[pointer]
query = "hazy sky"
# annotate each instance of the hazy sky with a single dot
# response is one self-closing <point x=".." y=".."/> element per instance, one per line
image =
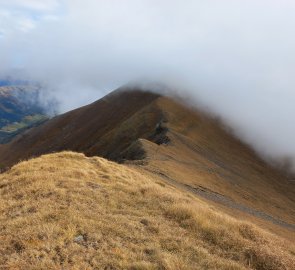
<point x="235" y="57"/>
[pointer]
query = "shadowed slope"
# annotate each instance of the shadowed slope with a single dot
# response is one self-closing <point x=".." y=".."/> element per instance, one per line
<point x="179" y="144"/>
<point x="66" y="211"/>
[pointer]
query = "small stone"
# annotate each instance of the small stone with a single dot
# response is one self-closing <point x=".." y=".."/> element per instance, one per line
<point x="79" y="239"/>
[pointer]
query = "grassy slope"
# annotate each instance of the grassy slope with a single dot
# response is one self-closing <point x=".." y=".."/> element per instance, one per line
<point x="67" y="211"/>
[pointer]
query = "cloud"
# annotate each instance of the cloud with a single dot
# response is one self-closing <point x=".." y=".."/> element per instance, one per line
<point x="233" y="56"/>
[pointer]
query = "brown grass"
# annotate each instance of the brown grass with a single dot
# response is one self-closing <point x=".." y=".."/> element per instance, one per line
<point x="67" y="211"/>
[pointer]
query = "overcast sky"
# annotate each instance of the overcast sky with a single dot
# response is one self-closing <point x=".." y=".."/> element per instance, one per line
<point x="234" y="56"/>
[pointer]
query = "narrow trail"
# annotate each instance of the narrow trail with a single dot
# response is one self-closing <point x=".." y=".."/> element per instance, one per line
<point x="226" y="201"/>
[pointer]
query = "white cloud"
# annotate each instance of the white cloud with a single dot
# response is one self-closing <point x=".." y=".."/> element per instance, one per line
<point x="235" y="56"/>
<point x="37" y="5"/>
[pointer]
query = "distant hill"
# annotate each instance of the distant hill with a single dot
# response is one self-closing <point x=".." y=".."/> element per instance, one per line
<point x="183" y="145"/>
<point x="188" y="194"/>
<point x="19" y="109"/>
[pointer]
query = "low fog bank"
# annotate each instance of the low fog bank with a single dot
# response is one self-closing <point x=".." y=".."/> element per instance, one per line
<point x="234" y="58"/>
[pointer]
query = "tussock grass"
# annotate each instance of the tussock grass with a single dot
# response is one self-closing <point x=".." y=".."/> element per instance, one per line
<point x="67" y="211"/>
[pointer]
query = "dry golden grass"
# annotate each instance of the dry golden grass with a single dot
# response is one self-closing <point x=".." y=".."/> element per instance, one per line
<point x="67" y="211"/>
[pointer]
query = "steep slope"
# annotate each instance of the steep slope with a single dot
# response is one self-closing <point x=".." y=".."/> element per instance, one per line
<point x="181" y="145"/>
<point x="67" y="211"/>
<point x="19" y="110"/>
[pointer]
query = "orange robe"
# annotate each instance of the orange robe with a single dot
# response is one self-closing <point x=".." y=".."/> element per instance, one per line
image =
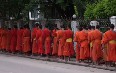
<point x="47" y="43"/>
<point x="68" y="47"/>
<point x="26" y="40"/>
<point x="39" y="38"/>
<point x="109" y="39"/>
<point x="19" y="40"/>
<point x="55" y="45"/>
<point x="0" y="37"/>
<point x="97" y="51"/>
<point x="61" y="40"/>
<point x="4" y="37"/>
<point x="84" y="45"/>
<point x="90" y="41"/>
<point x="76" y="39"/>
<point x="34" y="41"/>
<point x="13" y="40"/>
<point x="8" y="40"/>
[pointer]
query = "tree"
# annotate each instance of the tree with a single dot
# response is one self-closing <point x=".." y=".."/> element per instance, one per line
<point x="102" y="9"/>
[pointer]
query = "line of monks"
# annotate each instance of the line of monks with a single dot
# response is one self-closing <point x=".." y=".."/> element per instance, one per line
<point x="91" y="43"/>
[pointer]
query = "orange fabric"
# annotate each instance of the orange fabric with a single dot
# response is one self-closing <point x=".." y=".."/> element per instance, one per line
<point x="76" y="39"/>
<point x="110" y="51"/>
<point x="4" y="37"/>
<point x="61" y="40"/>
<point x="0" y="38"/>
<point x="68" y="47"/>
<point x="47" y="43"/>
<point x="55" y="44"/>
<point x="26" y="40"/>
<point x="39" y="38"/>
<point x="19" y="40"/>
<point x="97" y="51"/>
<point x="34" y="44"/>
<point x="8" y="40"/>
<point x="13" y="40"/>
<point x="84" y="48"/>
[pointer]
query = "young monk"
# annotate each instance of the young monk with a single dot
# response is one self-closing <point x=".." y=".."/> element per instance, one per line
<point x="96" y="51"/>
<point x="34" y="41"/>
<point x="39" y="38"/>
<point x="8" y="40"/>
<point x="109" y="40"/>
<point x="47" y="39"/>
<point x="84" y="45"/>
<point x="90" y="39"/>
<point x="55" y="44"/>
<point x="61" y="41"/>
<point x="26" y="40"/>
<point x="76" y="39"/>
<point x="13" y="39"/>
<point x="68" y="47"/>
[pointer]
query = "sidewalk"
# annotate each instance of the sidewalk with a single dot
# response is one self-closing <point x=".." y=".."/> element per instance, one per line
<point x="72" y="62"/>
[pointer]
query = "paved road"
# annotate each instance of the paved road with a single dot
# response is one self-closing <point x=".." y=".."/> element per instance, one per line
<point x="13" y="64"/>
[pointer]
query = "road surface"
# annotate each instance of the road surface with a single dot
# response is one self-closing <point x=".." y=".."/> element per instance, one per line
<point x="13" y="64"/>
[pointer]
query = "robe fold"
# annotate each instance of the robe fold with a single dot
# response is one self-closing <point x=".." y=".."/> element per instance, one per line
<point x="61" y="41"/>
<point x="26" y="40"/>
<point x="39" y="38"/>
<point x="47" y="43"/>
<point x="84" y="45"/>
<point x="13" y="40"/>
<point x="34" y="41"/>
<point x="55" y="44"/>
<point x="68" y="47"/>
<point x="109" y="39"/>
<point x="97" y="50"/>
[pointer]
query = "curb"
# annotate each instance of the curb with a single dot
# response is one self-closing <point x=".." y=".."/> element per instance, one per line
<point x="54" y="60"/>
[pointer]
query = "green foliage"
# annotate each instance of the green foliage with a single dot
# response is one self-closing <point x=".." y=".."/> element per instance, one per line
<point x="102" y="9"/>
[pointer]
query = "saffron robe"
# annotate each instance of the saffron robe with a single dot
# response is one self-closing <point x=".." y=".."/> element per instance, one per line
<point x="55" y="44"/>
<point x="47" y="38"/>
<point x="68" y="47"/>
<point x="34" y="41"/>
<point x="84" y="45"/>
<point x="26" y="40"/>
<point x="97" y="51"/>
<point x="39" y="38"/>
<point x="109" y="39"/>
<point x="61" y="41"/>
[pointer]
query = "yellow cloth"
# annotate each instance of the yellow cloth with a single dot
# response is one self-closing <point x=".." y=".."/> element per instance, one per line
<point x="69" y="40"/>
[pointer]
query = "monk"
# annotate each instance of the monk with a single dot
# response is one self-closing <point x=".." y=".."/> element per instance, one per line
<point x="19" y="40"/>
<point x="55" y="44"/>
<point x="47" y="39"/>
<point x="68" y="47"/>
<point x="109" y="39"/>
<point x="8" y="40"/>
<point x="13" y="39"/>
<point x="34" y="41"/>
<point x="97" y="51"/>
<point x="4" y="37"/>
<point x="39" y="38"/>
<point x="61" y="41"/>
<point x="76" y="39"/>
<point x="90" y="39"/>
<point x="26" y="40"/>
<point x="84" y="45"/>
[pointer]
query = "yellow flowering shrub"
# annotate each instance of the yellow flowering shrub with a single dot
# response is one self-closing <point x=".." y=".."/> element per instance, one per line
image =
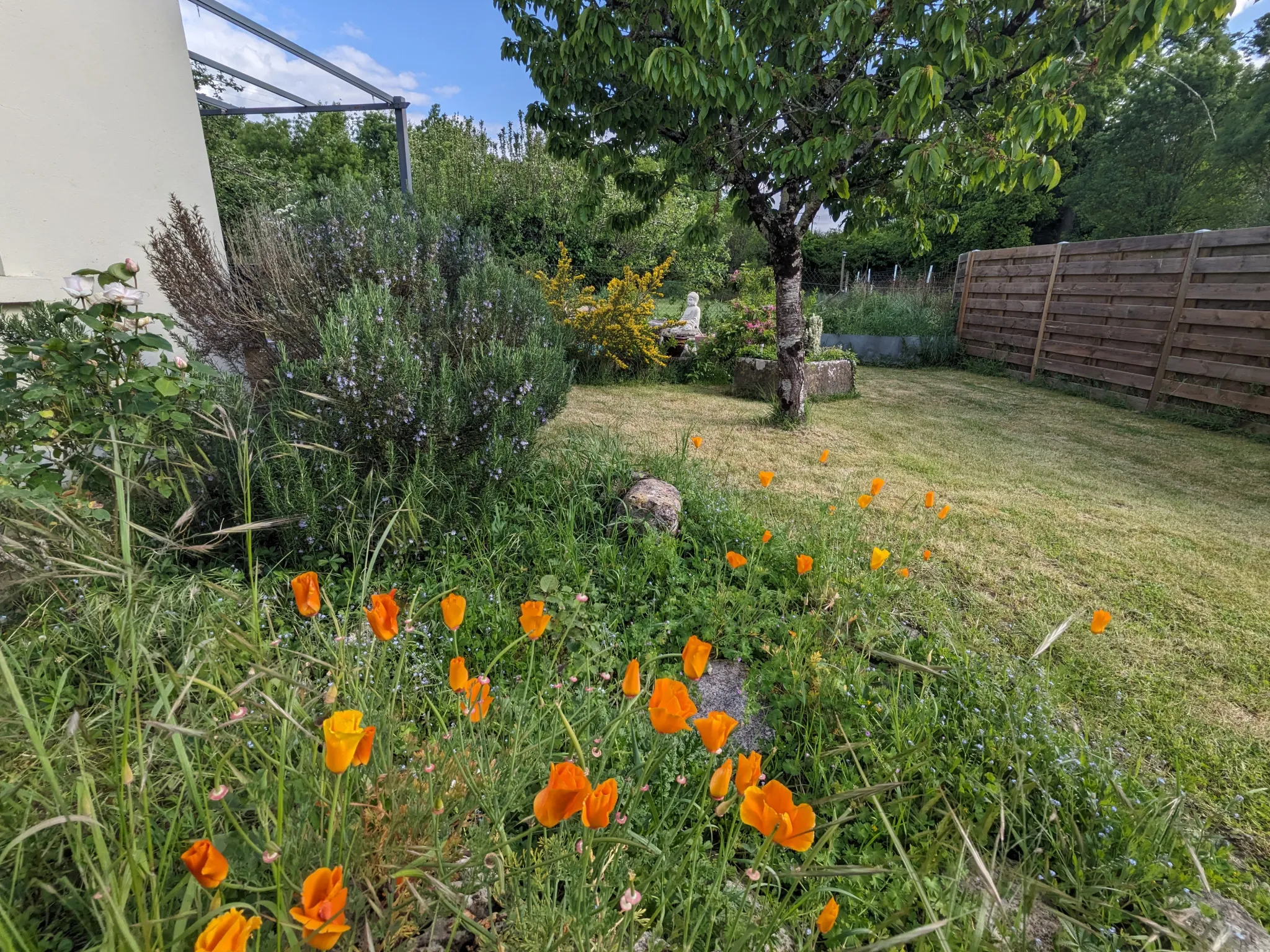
# # # #
• **Objective**
Pull out every line of the records that contains the word "hill", matching case exactly.

• **Answer to the task**
query = "distant hill"
# annotate each instance of the distant hill with a single dot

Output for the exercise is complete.